Bank Marketing Dataset — SVM Classification

Avarjana Panditha
7 min readMay 16, 2023

--

The data is related to direct marketing campaigns (phone calls) of a Portuguese banking institution. The classification goal is to predict if the client will subscribe to a term deposit (variable y). Summarized details on the dataset are as follow

  • Data Set Characteristics: Multivariate
  • Attribute Characteristics: Real
  • Number of Instances: 41188
  • Number of Attributes: 20
  • Missing Values: No

Source: UCI Machine Learning Repository (bank-additional-full.csv)

For the complete source code (Python Notebook): Source Code

More information about the dataset attributes

Input variables:
1. age (numeric)
2. job: type of job (categorical: ‘admin.’,’ blue-collar’,’ entrepreneur’,’ housemaid’,’ management’,’ retired’,’ self-employed’,’ services’,’ student’,’ technician’,’ unemployed’,’ unknown’)
3. marital: marital status (categorical: ‘divorced’,’ married’,’ single’,’ unknown’; note: ‘divorced’ means divorced or widowed)
4. education (categorical: ‘basic.4y’,’ basic.6y’,’ basic.9y’,’high. school’,’ illiterate’,’ professional.course’,’ university.degree’,’ unknown’)
5. default: has credit in default? (categorical: ‘no’,’ yes’,’ unknown’)
6. housing: has a housing loan? (categorical: ‘no’,’ yes’,’ unknown’)
7. loan: has a personal loan? (categorical: ‘no’,’ yes’,’ unknown’)
# related with the last contact of the current campaign:
8. contact: contact communication type (categorical: ‘cellular’,’ telephone’)
9. month: last contact month of the year (categorical: ‘Jan’, ‘Feb’, ‘mar’, …, ‘Nov’, ‘Dec’)
10. day_of_week: last contact day of the week (categorical: ‘mon’,’tue’,’wed’,’thu’,’fri’)
11. duration: last contact duration, in seconds (numeric). Important note: this attribute highly affects the output target (e.g., if duration=0 then y=’no’). Yet, the duration is not known before a call is performed. Also, after the end of the call y is obviously known. Thus, this input should only be included for benchmark purposes and should be discarded if the intention is to have a realistic predictive model.

* Work to do *
• a. Condense the paragraph of the bank marketing article that begins "The data is related to" into two short bullet points, keeping its main facts.
• b. Return the passage of the bank marketing article between "More information about" and "divorced or widowed)", inclusive, copied word for word.
The entries are separate material, unrelated to the bank marketing article.

* Stored records *

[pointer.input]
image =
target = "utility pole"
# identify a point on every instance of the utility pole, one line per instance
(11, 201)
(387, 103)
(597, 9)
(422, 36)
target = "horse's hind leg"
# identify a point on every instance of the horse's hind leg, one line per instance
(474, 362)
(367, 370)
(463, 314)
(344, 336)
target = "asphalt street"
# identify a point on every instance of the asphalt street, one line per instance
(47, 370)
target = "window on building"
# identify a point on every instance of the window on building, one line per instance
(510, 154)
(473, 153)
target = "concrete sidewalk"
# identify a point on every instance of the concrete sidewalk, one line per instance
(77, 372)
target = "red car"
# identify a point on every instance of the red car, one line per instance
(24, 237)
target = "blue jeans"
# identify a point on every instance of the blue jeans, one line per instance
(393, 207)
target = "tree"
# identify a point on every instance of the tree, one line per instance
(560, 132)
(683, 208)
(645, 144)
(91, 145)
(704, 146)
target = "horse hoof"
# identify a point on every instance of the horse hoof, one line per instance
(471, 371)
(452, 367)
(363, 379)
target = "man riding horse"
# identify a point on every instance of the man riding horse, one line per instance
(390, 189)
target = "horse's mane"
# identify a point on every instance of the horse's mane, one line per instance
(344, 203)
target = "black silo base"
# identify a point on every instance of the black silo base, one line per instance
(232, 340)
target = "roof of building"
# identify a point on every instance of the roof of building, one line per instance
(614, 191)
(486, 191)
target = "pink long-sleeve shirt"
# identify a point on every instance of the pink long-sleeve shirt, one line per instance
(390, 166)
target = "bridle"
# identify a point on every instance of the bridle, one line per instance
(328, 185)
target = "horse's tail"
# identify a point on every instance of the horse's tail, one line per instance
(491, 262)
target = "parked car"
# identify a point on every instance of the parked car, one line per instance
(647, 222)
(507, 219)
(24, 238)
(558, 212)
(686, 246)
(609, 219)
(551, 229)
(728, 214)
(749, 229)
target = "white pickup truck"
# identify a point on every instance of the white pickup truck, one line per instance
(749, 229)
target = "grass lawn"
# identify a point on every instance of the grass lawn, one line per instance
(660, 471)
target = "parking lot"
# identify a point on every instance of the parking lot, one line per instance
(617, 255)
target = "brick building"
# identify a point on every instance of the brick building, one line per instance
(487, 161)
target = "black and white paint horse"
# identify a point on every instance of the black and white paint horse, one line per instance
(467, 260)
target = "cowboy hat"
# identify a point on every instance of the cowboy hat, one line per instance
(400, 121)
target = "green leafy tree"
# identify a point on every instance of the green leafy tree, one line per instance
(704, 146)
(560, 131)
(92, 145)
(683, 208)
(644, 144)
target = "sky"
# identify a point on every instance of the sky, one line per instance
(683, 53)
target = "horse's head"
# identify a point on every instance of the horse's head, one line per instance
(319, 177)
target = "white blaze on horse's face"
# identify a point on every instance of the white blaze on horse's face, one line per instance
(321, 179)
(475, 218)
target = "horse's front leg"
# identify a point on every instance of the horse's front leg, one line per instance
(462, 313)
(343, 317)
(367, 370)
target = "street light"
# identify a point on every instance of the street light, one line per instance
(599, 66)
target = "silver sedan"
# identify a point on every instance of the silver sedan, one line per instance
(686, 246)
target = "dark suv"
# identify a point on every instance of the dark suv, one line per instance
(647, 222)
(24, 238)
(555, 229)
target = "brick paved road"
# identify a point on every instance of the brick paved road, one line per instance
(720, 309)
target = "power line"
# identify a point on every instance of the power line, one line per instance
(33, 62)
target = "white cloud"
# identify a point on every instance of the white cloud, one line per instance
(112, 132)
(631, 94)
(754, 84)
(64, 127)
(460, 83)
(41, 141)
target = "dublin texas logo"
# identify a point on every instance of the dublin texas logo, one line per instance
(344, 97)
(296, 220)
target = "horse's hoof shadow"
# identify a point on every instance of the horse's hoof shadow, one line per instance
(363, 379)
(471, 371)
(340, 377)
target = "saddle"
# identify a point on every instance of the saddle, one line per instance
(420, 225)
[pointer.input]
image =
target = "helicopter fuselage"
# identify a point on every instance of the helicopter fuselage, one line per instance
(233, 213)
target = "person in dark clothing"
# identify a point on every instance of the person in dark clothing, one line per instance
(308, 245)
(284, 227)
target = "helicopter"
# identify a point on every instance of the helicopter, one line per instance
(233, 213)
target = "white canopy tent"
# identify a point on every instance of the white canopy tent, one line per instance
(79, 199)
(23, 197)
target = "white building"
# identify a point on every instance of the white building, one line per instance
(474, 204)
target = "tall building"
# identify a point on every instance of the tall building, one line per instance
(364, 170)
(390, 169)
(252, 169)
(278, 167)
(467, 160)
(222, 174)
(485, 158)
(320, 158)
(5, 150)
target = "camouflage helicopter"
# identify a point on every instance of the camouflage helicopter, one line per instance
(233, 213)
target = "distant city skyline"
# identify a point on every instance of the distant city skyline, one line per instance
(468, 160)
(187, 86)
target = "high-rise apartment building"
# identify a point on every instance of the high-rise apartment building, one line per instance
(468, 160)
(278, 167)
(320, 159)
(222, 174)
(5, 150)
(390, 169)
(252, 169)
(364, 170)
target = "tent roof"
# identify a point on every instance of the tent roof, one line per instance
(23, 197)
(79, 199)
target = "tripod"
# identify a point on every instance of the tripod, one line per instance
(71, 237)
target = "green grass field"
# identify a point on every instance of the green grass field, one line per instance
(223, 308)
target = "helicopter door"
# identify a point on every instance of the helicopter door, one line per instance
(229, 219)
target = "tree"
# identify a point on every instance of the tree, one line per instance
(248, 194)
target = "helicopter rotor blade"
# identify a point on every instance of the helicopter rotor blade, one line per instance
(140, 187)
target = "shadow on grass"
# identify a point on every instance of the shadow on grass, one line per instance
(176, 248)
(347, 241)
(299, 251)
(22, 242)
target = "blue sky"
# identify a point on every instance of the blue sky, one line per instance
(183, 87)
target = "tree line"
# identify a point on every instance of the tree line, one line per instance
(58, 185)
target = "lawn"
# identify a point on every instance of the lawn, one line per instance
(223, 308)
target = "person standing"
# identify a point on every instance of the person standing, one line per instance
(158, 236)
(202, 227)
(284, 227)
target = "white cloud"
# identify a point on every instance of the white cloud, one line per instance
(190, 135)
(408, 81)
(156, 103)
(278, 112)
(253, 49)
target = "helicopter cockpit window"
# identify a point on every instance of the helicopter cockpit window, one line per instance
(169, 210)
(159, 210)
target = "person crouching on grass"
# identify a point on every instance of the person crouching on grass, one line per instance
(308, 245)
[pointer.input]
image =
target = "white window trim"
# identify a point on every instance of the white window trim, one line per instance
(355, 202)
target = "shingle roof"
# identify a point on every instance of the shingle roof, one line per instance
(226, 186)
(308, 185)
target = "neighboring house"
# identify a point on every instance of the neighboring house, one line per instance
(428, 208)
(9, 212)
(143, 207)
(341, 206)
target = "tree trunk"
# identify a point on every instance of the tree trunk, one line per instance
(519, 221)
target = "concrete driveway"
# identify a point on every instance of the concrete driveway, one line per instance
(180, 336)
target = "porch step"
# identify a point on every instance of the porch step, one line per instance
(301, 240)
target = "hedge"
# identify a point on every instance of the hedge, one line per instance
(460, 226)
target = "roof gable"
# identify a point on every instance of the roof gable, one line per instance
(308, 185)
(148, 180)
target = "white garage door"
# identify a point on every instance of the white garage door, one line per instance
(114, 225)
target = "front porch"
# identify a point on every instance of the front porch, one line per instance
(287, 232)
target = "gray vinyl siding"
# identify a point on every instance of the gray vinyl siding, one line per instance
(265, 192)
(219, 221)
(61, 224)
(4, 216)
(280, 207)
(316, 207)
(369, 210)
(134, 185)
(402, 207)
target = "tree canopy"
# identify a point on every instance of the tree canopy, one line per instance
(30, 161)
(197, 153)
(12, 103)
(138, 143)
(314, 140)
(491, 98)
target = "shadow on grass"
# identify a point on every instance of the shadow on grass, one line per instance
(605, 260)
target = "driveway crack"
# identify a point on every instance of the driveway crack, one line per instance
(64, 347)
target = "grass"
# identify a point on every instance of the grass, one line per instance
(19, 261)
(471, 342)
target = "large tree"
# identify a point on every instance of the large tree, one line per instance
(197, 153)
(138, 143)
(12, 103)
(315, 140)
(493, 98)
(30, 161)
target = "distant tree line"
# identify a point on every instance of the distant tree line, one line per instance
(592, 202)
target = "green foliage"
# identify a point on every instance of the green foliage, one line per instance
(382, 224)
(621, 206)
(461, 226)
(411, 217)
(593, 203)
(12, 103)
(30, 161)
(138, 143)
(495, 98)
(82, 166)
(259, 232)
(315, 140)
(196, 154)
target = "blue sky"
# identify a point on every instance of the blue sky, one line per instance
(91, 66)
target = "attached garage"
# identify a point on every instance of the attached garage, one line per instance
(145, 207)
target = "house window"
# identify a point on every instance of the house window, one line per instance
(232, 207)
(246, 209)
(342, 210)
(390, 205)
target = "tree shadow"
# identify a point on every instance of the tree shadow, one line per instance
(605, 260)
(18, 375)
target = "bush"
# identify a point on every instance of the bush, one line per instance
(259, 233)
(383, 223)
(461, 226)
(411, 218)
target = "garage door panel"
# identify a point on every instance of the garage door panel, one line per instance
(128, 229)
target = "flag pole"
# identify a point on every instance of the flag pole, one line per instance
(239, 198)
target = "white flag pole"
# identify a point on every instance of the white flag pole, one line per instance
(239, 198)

* Task answers *
• a.
- Source: direct marketing campaigns (phone calls) run by a Portuguese banking institution
- Goal: predict whether a client will subscribe to a term deposit (variable y)

• b.
More information about the dataset attributes

Input variables:
1. age (numeric)
2. job: type of job (categorical: ‘admin.’,’ blue-collar’,’ entrepreneur’,’ housemaid’,’ management’,’ retired’,’ self-employed’,’ services’,’ student’,’ technician’,’ unemployed’,’ unknown’)
3. marital: marital status (categorical: ‘divorced’,’ married’,’ single’,’ unknown’; note: ‘divorced’ means divorced or widowed)